• CONSIGNA 1: Convierte en una lista breve el párrafo del reportaje sobre Djibrine Mbodou que empieza con "Era una buena vida" y conserva sus datos principales.
• CONSIGNA 2: Según el reportaje sobre Djibrine Mbodou, ¿cómo se traduce al español el nombre Boko Haram en lengua hausa?

• DOCUMENTO:
◆ ◆ ◆

Los demonios caminan de noche
Indestructibles (5)
Djibrine Mbodou, de 17 años, que fue secuestrado por la banda islamista Boko Haram
Las hembras con crías son las más peligrosas. Si entras en su territorio, se sumergen sigilosamente en el agua, vuelcan la canoa con un golpe seco y te despedazan con unos colmillos afilados como lanzas. Cuando Djibrine Mbodou era un niño, tenía pánico a los hipopótamos. Una vez vio como un macho gigantesco salía del agua, mordía la pierna de un hombre que dormitaba en la orilla y lo arrastraba al fondo del lago para siempre. Les tuvo miedo mucho tiempo, pero ahora ya no. Ahora los hipopótamos no son lo que le provoca más pavor del lago. A sus 17 años, Mbodou tiene terrores más perversos. A los que caminan en la noche, por ejemplo. –Boko Haram siempre llega cuando anochece. Si te encuentran, te degüellan. Les gusta hacer eso. La banda yihadista Boko Haram ha convertido el lago Chad en un nido de serpientes. Originario del norte de Nigeria, el grupo fundamentalista, cuyo nombre en lengua hausa se traduce como “La educación occidental es pecado”, se replegó a finales del 2014 ante la presión de una fuerza multirregional y llevó su veneno al lago fronterizo entre Camerún, Níger, Nigeria y Chad. Resultó un escondite ideal. El descenso de las aguas del lago por el calentamiento global y el riego excesivo porque la población en sus orillas no deja de aumentar —hace medio siglo ocupaba una superficie similar a la de Galicia, hoy se ha reducido a la mitad—, generó un laberinto de islas y canales donde el ejército no se aventuraba a entrar. El lago se convirtió en zona prohibida. Por eso, porque se movían a sus anchas, los barbudos destrozaron impunemente la vida de Mbodou.
LA HUELLA DE BOKO HARAM
Escapó después de negarse a convertirse en yihadista y ahora intenta rehacer su vida
Era una buena vida. Sus padres tenían una casa en la isla de Galoa, rebaños de vacas y cabras y ahumaban suficiente pescado para alimentarle a él y a sus cinco hermanos y cuatro hermanas. Vivían sin excesos, pero los días eran fáciles y tranquilos. Hasta que una noche todo cambió.

◆ ◆ ◆

• LÍNEAS DE DATOS:
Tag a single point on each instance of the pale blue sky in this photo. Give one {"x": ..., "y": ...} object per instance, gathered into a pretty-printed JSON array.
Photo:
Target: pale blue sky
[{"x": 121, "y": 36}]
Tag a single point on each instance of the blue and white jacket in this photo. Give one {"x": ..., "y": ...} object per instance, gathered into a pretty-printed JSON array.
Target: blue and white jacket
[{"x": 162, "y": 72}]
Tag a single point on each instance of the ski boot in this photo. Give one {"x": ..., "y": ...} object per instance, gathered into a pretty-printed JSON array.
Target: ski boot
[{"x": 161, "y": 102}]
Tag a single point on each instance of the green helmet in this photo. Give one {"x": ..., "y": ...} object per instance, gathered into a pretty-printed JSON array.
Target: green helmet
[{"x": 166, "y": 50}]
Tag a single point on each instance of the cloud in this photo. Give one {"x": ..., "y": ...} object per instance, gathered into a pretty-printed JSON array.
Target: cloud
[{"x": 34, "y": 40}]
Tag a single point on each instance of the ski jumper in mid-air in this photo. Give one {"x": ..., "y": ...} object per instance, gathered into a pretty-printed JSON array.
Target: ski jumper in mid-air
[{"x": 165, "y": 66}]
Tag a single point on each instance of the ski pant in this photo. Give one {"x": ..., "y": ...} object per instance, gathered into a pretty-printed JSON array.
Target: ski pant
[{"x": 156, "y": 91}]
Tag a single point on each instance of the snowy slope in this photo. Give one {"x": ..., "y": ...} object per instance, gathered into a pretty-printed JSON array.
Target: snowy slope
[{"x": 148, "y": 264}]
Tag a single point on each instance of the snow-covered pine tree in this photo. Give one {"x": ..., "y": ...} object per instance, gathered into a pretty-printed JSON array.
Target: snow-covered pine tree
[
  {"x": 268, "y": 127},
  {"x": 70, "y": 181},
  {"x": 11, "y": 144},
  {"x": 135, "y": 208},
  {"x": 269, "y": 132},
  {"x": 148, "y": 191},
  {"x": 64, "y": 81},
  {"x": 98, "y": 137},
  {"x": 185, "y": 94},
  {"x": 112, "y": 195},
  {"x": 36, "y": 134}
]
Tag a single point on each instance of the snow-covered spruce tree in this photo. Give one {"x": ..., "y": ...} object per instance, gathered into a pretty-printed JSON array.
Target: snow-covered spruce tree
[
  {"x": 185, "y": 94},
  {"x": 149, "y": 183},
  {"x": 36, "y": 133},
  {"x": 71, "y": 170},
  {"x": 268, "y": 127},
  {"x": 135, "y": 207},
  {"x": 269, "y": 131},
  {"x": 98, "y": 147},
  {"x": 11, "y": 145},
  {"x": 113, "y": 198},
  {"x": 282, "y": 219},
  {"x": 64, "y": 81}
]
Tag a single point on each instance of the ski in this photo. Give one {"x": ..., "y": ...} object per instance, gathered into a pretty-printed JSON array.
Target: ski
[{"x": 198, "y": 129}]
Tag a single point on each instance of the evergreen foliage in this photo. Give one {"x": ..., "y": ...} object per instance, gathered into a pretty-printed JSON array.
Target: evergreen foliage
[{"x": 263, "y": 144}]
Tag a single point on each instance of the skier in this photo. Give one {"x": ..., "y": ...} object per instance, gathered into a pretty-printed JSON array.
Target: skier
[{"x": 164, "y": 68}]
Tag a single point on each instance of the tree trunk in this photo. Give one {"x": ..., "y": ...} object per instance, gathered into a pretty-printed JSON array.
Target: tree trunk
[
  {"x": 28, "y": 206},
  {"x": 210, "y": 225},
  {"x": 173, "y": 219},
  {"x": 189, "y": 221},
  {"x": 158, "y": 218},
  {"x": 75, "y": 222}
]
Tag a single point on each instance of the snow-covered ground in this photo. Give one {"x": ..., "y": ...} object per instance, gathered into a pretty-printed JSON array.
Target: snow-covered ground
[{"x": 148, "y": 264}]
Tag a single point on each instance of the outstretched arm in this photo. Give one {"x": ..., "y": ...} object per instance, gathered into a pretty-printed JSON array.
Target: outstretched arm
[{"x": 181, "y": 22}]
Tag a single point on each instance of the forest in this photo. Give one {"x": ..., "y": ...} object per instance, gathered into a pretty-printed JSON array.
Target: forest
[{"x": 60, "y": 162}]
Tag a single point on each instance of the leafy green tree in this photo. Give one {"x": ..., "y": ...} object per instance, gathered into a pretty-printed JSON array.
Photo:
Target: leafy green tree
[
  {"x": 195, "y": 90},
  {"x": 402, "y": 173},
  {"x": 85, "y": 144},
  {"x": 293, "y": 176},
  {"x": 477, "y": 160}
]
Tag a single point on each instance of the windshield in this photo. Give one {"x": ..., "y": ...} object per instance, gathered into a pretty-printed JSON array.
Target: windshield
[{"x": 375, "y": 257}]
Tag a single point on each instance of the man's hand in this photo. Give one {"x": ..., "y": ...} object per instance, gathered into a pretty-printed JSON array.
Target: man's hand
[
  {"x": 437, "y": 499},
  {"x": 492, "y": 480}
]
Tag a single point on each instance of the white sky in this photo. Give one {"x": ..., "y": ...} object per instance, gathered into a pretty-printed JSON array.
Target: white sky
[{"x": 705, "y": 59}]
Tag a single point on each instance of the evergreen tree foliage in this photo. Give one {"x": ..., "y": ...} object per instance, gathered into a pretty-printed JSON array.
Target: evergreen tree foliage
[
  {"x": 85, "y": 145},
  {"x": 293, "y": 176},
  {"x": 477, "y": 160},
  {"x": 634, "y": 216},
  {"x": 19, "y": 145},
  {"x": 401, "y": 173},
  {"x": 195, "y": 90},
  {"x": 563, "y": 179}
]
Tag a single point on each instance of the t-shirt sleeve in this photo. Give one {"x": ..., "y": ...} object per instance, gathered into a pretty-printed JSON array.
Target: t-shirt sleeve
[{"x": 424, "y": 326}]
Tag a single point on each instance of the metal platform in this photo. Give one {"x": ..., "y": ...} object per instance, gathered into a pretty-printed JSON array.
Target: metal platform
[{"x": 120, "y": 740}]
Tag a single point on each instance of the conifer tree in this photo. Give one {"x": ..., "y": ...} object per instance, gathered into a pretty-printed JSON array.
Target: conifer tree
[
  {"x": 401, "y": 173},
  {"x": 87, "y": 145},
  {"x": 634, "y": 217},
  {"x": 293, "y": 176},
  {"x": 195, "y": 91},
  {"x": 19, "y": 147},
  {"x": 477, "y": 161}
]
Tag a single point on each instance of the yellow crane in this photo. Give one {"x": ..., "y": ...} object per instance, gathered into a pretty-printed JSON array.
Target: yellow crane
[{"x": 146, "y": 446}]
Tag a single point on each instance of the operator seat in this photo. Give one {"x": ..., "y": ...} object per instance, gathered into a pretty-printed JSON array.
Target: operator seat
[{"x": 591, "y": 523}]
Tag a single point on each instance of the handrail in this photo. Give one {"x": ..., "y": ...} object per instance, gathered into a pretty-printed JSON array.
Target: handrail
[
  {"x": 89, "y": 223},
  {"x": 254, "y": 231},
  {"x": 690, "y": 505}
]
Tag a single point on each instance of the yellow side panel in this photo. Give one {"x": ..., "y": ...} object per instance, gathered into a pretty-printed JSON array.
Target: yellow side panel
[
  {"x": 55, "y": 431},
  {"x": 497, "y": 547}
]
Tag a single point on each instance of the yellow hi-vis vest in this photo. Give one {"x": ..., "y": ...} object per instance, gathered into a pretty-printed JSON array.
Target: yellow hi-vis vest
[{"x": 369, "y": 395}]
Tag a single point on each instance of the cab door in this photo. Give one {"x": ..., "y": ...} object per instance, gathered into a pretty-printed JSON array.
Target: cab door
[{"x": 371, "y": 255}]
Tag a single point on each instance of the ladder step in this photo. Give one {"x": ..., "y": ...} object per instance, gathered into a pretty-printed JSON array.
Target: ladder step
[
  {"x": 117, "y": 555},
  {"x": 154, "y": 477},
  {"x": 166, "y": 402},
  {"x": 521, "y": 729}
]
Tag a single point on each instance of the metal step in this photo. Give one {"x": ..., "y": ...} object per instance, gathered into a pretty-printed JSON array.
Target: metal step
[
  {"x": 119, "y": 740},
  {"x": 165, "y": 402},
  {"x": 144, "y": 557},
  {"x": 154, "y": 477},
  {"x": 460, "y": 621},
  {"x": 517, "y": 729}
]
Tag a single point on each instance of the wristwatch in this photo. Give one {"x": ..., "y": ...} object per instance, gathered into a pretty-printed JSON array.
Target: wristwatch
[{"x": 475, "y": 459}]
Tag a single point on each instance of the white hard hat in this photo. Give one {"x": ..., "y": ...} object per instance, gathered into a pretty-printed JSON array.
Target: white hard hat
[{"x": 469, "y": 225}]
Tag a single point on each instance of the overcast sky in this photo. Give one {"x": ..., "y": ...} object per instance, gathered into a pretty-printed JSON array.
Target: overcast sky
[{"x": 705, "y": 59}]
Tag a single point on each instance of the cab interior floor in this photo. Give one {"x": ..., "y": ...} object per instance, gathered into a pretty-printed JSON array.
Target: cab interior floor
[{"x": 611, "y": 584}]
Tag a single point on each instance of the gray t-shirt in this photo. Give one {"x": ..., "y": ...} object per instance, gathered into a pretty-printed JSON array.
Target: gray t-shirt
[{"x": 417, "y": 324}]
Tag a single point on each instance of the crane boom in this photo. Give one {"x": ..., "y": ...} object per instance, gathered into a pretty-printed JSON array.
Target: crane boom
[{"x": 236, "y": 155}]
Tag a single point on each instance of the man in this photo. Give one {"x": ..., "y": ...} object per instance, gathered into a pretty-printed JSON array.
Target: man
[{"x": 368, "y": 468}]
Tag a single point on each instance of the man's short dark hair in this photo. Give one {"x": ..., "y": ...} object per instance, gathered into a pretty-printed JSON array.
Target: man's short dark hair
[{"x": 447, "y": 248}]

◆ ◆ ◆

• RESPUESTA REDACTADA 1:
- Sus padres tenían una casa en la isla de Galoa.
- Poseían rebaños de vacas y cabras.
- Ahumaban pescado suficiente para alimentarlo a él, a sus cinco hermanos y a sus cuatro hermanas.
- Vivían sin excesos, con días fáciles y tranquilos.
- Una noche todo cambió.

• RESPUESTA REDACTADA 2: Se traduce como «La educación occidental es pecado».